**Set problem:** Carry on the mailing-list thread about logging into Warewulf nodes, shown below, beginning directly after its final line.

**Document excerpt:**
******

[Beowulf] Fwd: warewulf - cannot log into nodes

Thu Nov 29 09:12:16 PST 2012

On 11/29/2012 06:35 AM, Duke Nguyen wrote:
> On 11/29/12 5:52 PM, Duke Nguyen wrote:
>> On 11/28/12 1:56 AM, Gus Correa wrote:
>>> On 11/27/2012 01:52 PM, Gus Correa wrote:
>>>> On 11/27/2012 02:14 AM, Duke Nguyen wrote:
>>>>> On 11/27/12 1:44 PM, Christopher Samuel wrote:
>>>>>> -----BEGIN PGP SIGNED MESSAGE-----
>>>>>> Hash: SHA1
>>>>>>
>>>>>> On 27/11/12 15:51, Duke Nguyen wrote:
>>>>>>
>>>>>>> Thanks! Yes, I am trying to get the system work with
>>>>>>> Torque/Maui/OpenMPI now.
>>>>>> Make sure you build Open-MPI with support for Torques TM interface,
>>>>>> that will save you a lot of hassle as it means mpiexec/mpirun will
>>>>>> find out directly from Torque what nodes and processors have been
>>>>>> allocated for the job.
>>>>> Christopher, how would I check that? I got Torque/Maui/OpenMPI up,
>>>>> working with root (not with normal user yet :( !!!), tried mpirun
>>>>> and it
>>>>> worked fine:
>>>>>
>>> PS - Do 'qsub myjob' as a regular user, not as root.
>>>
>>>>> # /usr/lib64/openmpi/bin/mpirun -pernode --hostfile
>>>>> /home/mpiwulf/.openmpihostfile /home/mpiwulf/test/mpihello
>>>>> Hello world! I am process number: 3 on host node0118
>>>>> Hello world! I am process number: 1 on host node0104
>>>>> Hello world! I am process number: 0 on host node0103
>>>>> Hello world! I am process number: 2 on host node0117
>>>>>
>>>>> Thanks,
>>>>>
>>>>> D.

******

Stored items
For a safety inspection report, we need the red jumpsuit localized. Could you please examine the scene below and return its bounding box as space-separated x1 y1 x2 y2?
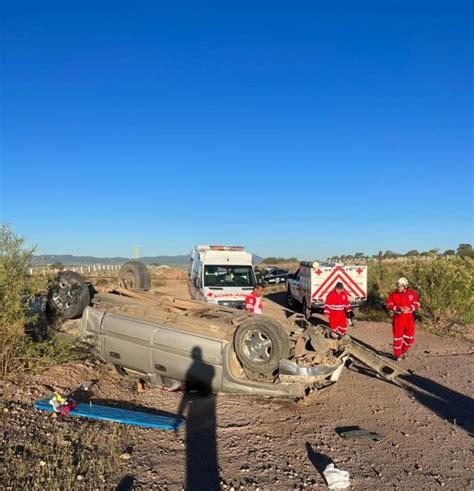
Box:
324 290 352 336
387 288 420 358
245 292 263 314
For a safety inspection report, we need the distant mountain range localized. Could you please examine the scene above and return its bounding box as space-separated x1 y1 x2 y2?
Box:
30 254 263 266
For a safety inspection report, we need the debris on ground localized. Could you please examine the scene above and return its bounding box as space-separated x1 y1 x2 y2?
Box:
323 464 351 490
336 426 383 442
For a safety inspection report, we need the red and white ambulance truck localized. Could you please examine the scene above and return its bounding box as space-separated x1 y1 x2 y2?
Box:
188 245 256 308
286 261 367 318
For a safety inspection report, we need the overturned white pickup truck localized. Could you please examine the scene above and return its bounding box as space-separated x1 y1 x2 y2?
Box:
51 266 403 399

******

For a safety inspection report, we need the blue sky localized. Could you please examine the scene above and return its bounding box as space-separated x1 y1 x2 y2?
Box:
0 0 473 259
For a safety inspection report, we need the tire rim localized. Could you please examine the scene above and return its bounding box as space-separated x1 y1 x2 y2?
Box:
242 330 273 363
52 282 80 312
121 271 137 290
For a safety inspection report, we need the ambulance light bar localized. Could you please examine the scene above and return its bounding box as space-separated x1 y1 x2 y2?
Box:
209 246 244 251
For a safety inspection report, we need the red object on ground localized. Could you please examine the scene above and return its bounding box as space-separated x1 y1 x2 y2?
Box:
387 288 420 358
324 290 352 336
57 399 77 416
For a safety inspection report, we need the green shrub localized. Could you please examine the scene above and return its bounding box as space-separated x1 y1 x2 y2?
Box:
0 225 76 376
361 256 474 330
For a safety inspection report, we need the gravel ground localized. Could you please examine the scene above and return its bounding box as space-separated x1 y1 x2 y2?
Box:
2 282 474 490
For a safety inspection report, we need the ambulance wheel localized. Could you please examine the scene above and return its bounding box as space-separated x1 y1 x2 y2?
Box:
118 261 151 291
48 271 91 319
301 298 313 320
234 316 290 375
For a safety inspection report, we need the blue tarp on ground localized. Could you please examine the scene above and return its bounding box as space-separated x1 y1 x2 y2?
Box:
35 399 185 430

******

**Answer:**
>>>> D.
>>>>
>>>> Try to omit the hostfile from your mpirun command line,
>>>> put it inside a Torque/PBS script, and submit it with qsub.
>>>> Like this:
>>>>
>>>> *********************************
>>>> myPBSScript.tcsh
>>>> *********************************
>>>> #! /bin/tcsh
>>>> #PBS -l nodes=2:ppn=8 [Assuming your Torque 'nodes' file has np=8]
>>>> #PBS -q batch at mycluster.mydomain
>>>> #PBS -N hello
>>>> @ NP = `cat $PBS_NODEFILE | wc -l`
>>>> mpirun -np ${NP} ./mpihello
>>>> *********************************
>>>>
>>>> $ qsub myPBSScript.tcsh
>>>>
>>>>
>>>> If OpenMPI was built with Torque support,
>>>> the job will run on the nodes/processors allocated by Torque.
>>>> [The nodes/processors are listed in $PBS_NODEFILE,
>>>> but you don't need to refer to it in the mpirun line if
>>>> OpenMPI was built with Torque support. If OpenMPI lacks
>>>> Torque support, then you can use $PBS_NODEFILE as your hostfile:
>>>> mpirun -hostfile $PBS_NODEFILE.]
>>>>
>>>> If Torque was installed in a standard place, say under /usr,
>>>> then OpenMPI configure will pick it up automatically.
>>>> If not in a standard location, then add
>>>> --with-tm=/torque/directory
>>>> to the OpenMPI configure line.
>>>> [./configure --help is your friend!]
>>>>
>>>> Another check:
>>>>
>>>> $ ompi_info [tons of output that you can grep for "tm" to see
>>>> if Torque was picked up.]
>>>>
>>>>
>>
>> OK, after a huge headache of torque/maui things, I finally found out
>> that my master node's system was a mess :D. Multiple version of torque
>> (via yum and via src etc...) which cause the confuse for different
>> users logging in (root or normal users) - well, mainly because I
>> followed different guides on the net. Then I decided to delete
>> everything related to pbs (torque, maui, openmpi) and start from
>> scratch. So I built torque rpms for masters/nodes, installed them,
>> then built maui rpm, installed with support for torque, then built
>> openmpi rpm with support for torque too. This time I think I got
>> almost everything:
>>
>> [mpiwulf at biobos:~]$ ompi_info | grep tm
>>                   MCA ras: tm (MCA v2.0, API v2.0, Component v1.6.3)
>>                   MCA plm: tm (MCA v2.0, API v2.0, Component v1.6.3)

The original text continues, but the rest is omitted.